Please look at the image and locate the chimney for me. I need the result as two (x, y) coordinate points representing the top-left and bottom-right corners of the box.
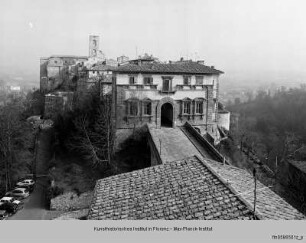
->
(197, 60), (205, 65)
(169, 60), (172, 64)
(211, 65), (215, 69)
(180, 57), (184, 61)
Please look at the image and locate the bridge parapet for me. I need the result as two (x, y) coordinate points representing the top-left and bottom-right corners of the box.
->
(183, 121), (231, 165)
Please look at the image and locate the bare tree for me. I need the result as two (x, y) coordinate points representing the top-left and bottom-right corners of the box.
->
(128, 88), (145, 135)
(71, 114), (104, 166)
(0, 101), (25, 191)
(68, 77), (115, 170)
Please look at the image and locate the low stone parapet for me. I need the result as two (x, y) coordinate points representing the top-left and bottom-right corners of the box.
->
(50, 191), (93, 212)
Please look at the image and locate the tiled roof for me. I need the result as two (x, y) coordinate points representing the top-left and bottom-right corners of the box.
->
(204, 158), (306, 220)
(288, 160), (306, 174)
(50, 55), (88, 59)
(91, 64), (116, 71)
(88, 156), (256, 220)
(114, 62), (223, 75)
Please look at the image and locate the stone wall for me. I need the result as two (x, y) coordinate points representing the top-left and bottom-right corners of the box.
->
(146, 125), (162, 166)
(40, 56), (88, 93)
(44, 92), (74, 118)
(218, 111), (230, 131)
(53, 209), (89, 220)
(288, 163), (306, 200)
(50, 191), (93, 212)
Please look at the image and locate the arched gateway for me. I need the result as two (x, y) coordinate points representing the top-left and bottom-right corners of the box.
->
(156, 97), (176, 128)
(161, 103), (173, 127)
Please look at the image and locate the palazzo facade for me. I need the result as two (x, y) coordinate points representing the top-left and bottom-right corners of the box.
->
(111, 58), (223, 132)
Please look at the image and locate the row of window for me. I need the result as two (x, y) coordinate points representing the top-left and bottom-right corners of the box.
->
(126, 98), (206, 117)
(182, 99), (205, 115)
(129, 75), (211, 86)
(127, 99), (152, 116)
(129, 76), (153, 85)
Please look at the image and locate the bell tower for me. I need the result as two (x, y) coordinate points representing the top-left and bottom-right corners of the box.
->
(89, 35), (99, 57)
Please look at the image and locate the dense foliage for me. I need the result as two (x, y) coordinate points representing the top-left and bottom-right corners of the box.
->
(228, 88), (306, 172)
(0, 95), (36, 196)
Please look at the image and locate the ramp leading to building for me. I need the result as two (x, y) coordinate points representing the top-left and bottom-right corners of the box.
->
(148, 127), (202, 163)
(148, 125), (218, 164)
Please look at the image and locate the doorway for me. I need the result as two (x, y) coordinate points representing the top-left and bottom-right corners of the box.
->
(161, 103), (173, 127)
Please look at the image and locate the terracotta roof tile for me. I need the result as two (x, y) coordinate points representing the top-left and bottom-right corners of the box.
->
(114, 62), (223, 75)
(88, 153), (306, 220)
(88, 156), (255, 220)
(203, 157), (306, 220)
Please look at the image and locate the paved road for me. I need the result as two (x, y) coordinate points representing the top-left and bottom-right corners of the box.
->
(9, 129), (53, 220)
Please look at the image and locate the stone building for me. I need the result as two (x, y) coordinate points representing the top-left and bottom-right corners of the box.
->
(44, 91), (74, 118)
(89, 35), (99, 57)
(40, 35), (106, 94)
(111, 57), (223, 135)
(40, 55), (88, 93)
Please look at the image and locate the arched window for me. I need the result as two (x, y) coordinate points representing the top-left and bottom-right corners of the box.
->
(142, 98), (152, 116)
(182, 98), (192, 115)
(194, 98), (205, 114)
(127, 98), (139, 116)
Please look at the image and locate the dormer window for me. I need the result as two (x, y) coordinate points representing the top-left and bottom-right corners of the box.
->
(183, 76), (191, 85)
(196, 76), (204, 85)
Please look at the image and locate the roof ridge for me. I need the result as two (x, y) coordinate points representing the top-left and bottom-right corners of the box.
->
(202, 157), (306, 219)
(205, 157), (252, 172)
(194, 155), (264, 220)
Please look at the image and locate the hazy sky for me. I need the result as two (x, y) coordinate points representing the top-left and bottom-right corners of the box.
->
(1, 0), (306, 82)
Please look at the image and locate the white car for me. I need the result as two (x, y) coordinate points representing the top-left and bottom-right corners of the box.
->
(6, 188), (30, 199)
(16, 179), (35, 187)
(0, 197), (21, 206)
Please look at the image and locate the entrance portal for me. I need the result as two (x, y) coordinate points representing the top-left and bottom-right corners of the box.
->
(161, 103), (173, 127)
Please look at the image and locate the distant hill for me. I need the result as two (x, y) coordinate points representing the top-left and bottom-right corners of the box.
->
(220, 70), (306, 91)
(0, 65), (39, 89)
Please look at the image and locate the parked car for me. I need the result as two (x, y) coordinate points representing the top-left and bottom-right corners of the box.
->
(0, 202), (18, 214)
(5, 188), (30, 199)
(16, 179), (35, 187)
(16, 184), (34, 193)
(0, 197), (21, 206)
(0, 210), (8, 220)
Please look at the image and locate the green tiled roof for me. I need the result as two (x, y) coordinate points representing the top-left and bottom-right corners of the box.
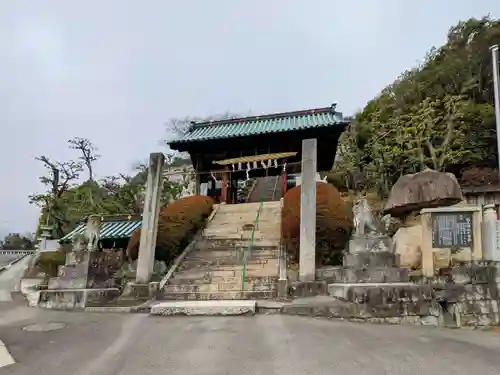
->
(60, 219), (141, 241)
(168, 105), (347, 145)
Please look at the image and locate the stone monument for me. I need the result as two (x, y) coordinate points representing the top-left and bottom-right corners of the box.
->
(349, 197), (393, 254)
(38, 215), (122, 310)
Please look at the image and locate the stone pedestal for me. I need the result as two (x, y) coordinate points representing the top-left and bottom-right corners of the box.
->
(348, 236), (392, 254)
(41, 250), (124, 310)
(48, 251), (123, 290)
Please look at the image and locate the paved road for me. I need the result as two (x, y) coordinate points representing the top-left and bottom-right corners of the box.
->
(2, 304), (500, 374)
(0, 255), (33, 301)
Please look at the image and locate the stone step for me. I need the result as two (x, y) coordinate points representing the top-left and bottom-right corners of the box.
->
(180, 258), (272, 268)
(197, 239), (279, 249)
(328, 283), (433, 303)
(160, 290), (276, 301)
(316, 267), (409, 283)
(180, 262), (277, 273)
(163, 282), (276, 294)
(150, 300), (257, 316)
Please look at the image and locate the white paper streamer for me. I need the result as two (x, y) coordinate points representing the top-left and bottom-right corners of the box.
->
(246, 162), (251, 181)
(253, 161), (258, 169)
(274, 159), (278, 168)
(232, 164), (236, 171)
(261, 161), (267, 169)
(238, 162), (242, 170)
(210, 171), (218, 182)
(267, 159), (272, 168)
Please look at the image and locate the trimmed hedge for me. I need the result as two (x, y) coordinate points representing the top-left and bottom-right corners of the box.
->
(282, 182), (353, 266)
(127, 195), (215, 265)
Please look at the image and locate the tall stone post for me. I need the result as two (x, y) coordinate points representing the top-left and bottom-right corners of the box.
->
(482, 204), (499, 261)
(136, 153), (165, 284)
(299, 138), (317, 281)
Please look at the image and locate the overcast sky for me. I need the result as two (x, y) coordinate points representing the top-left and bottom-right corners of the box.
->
(0, 1), (498, 236)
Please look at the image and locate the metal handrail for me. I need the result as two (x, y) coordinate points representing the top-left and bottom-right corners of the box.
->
(241, 194), (265, 293)
(271, 175), (280, 201)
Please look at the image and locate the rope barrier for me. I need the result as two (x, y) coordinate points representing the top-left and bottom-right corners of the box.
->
(161, 161), (301, 177)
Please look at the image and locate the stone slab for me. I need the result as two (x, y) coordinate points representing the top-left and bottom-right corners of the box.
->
(150, 300), (256, 316)
(328, 283), (433, 303)
(343, 252), (399, 268)
(348, 236), (392, 253)
(316, 266), (409, 283)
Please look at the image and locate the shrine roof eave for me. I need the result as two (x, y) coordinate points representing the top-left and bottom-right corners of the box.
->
(167, 105), (350, 152)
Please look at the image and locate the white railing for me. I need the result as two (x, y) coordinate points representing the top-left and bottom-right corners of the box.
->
(0, 249), (36, 256)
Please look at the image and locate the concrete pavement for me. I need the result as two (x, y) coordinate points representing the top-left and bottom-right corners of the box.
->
(1, 303), (500, 374)
(0, 255), (33, 302)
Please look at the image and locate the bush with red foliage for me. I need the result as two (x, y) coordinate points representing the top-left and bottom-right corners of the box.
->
(127, 196), (215, 265)
(282, 183), (353, 266)
(460, 167), (499, 187)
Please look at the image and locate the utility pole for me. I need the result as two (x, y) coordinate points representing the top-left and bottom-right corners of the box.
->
(491, 45), (500, 176)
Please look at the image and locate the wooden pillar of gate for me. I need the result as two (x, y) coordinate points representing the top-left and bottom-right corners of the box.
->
(221, 169), (229, 204)
(281, 159), (288, 197)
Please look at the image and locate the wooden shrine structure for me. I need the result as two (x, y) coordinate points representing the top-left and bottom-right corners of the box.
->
(167, 104), (350, 203)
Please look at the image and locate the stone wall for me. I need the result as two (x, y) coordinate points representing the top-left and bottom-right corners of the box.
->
(307, 261), (500, 329)
(422, 261), (500, 328)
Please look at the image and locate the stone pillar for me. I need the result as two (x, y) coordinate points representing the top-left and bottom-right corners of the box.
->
(136, 153), (165, 284)
(299, 138), (317, 281)
(482, 204), (499, 261)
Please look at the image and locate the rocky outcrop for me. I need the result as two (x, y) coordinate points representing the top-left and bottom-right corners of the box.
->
(384, 168), (463, 217)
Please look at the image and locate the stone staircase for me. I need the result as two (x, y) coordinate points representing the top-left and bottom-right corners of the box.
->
(247, 176), (282, 203)
(160, 201), (282, 301)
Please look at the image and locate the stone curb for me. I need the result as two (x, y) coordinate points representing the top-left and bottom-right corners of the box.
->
(0, 339), (16, 368)
(84, 302), (154, 314)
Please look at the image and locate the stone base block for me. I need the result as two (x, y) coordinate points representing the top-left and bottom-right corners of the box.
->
(38, 288), (120, 310)
(150, 300), (256, 316)
(316, 266), (409, 283)
(328, 283), (433, 304)
(281, 296), (440, 323)
(121, 282), (159, 301)
(276, 279), (288, 299)
(290, 281), (328, 298)
(348, 236), (392, 253)
(343, 252), (399, 268)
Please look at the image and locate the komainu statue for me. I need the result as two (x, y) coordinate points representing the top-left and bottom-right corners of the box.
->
(352, 198), (386, 237)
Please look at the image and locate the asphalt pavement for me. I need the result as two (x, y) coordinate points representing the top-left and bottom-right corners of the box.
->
(1, 302), (500, 375)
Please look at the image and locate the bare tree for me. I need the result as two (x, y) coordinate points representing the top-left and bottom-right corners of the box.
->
(68, 137), (100, 181)
(164, 112), (245, 138)
(29, 156), (83, 237)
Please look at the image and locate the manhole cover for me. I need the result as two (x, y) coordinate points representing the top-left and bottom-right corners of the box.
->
(22, 323), (66, 332)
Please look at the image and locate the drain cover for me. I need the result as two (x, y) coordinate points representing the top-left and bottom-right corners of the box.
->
(23, 323), (66, 332)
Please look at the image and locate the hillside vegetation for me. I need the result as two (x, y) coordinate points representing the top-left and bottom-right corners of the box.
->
(330, 16), (500, 196)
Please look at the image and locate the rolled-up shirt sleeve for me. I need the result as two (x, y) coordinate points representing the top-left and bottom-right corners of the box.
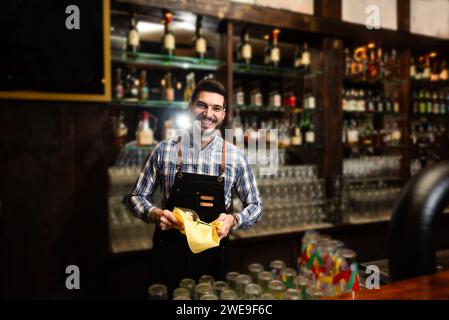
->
(127, 144), (161, 223)
(233, 151), (262, 229)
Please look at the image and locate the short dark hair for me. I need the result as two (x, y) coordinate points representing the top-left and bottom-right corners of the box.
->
(191, 79), (227, 109)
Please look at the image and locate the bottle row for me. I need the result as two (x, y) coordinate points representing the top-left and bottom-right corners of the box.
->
(344, 44), (400, 82)
(410, 54), (448, 83)
(113, 68), (215, 102)
(237, 28), (312, 71)
(231, 112), (317, 148)
(411, 90), (449, 115)
(342, 89), (400, 113)
(410, 119), (447, 148)
(343, 119), (402, 151)
(233, 81), (316, 110)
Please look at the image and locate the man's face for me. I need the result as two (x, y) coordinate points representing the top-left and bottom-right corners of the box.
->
(190, 91), (226, 133)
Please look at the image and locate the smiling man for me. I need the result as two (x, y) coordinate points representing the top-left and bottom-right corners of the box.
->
(127, 79), (262, 290)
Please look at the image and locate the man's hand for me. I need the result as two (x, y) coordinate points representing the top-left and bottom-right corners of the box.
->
(151, 208), (181, 231)
(215, 213), (235, 239)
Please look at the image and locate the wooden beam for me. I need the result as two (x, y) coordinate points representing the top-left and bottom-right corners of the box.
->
(397, 0), (411, 32)
(314, 0), (341, 20)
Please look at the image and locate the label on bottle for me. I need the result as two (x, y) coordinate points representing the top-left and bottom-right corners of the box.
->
(137, 129), (154, 146)
(392, 130), (401, 142)
(164, 33), (176, 51)
(115, 85), (124, 99)
(128, 30), (140, 47)
(270, 47), (280, 63)
(308, 96), (316, 109)
(196, 38), (207, 54)
(242, 44), (252, 60)
(358, 100), (365, 112)
(273, 94), (281, 107)
(165, 88), (175, 101)
(306, 131), (315, 143)
(342, 98), (348, 111)
(255, 93), (263, 106)
(440, 69), (448, 81)
(348, 130), (359, 143)
(294, 57), (302, 68)
(292, 128), (302, 146)
(302, 52), (311, 66)
(236, 92), (244, 105)
(423, 67), (431, 79)
(410, 65), (416, 78)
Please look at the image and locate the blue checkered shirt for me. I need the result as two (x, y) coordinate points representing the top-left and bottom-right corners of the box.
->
(128, 134), (262, 229)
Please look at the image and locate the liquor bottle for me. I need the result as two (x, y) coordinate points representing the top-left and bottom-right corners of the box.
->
(284, 89), (297, 110)
(301, 42), (311, 74)
(162, 12), (176, 56)
(382, 51), (390, 80)
(342, 89), (348, 111)
(410, 57), (417, 80)
(440, 92), (447, 115)
(263, 34), (271, 65)
(269, 84), (282, 108)
(136, 111), (154, 146)
(377, 48), (383, 79)
(367, 90), (375, 113)
(440, 60), (448, 82)
(305, 120), (315, 146)
(304, 91), (316, 110)
(183, 72), (195, 102)
(138, 70), (149, 101)
(390, 49), (399, 79)
(344, 48), (352, 78)
(357, 89), (365, 112)
(127, 14), (140, 53)
(270, 29), (281, 68)
(234, 81), (245, 106)
(126, 69), (139, 100)
(240, 29), (252, 65)
(415, 56), (424, 81)
(426, 90), (432, 114)
(193, 15), (207, 59)
(114, 68), (124, 100)
(367, 48), (379, 80)
(300, 112), (310, 145)
(294, 45), (303, 70)
(163, 72), (175, 101)
(250, 82), (263, 107)
(112, 111), (128, 147)
(418, 90), (426, 114)
(432, 92), (440, 114)
(423, 55), (431, 81)
(393, 93), (400, 113)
-.-.-
Copy out every line from the material above in which the word "tiled" appears.

→ **Your response**:
Please look at the image and locate the tiled roof for me. I need the result as two (x, y) coordinate points representing the top-left and bottom-right corners of the box.
Please look at the image and locate the green tiled roof for me. I need the result as two (x, y) coordinate points representing the top-left and bottom-right corners of the box.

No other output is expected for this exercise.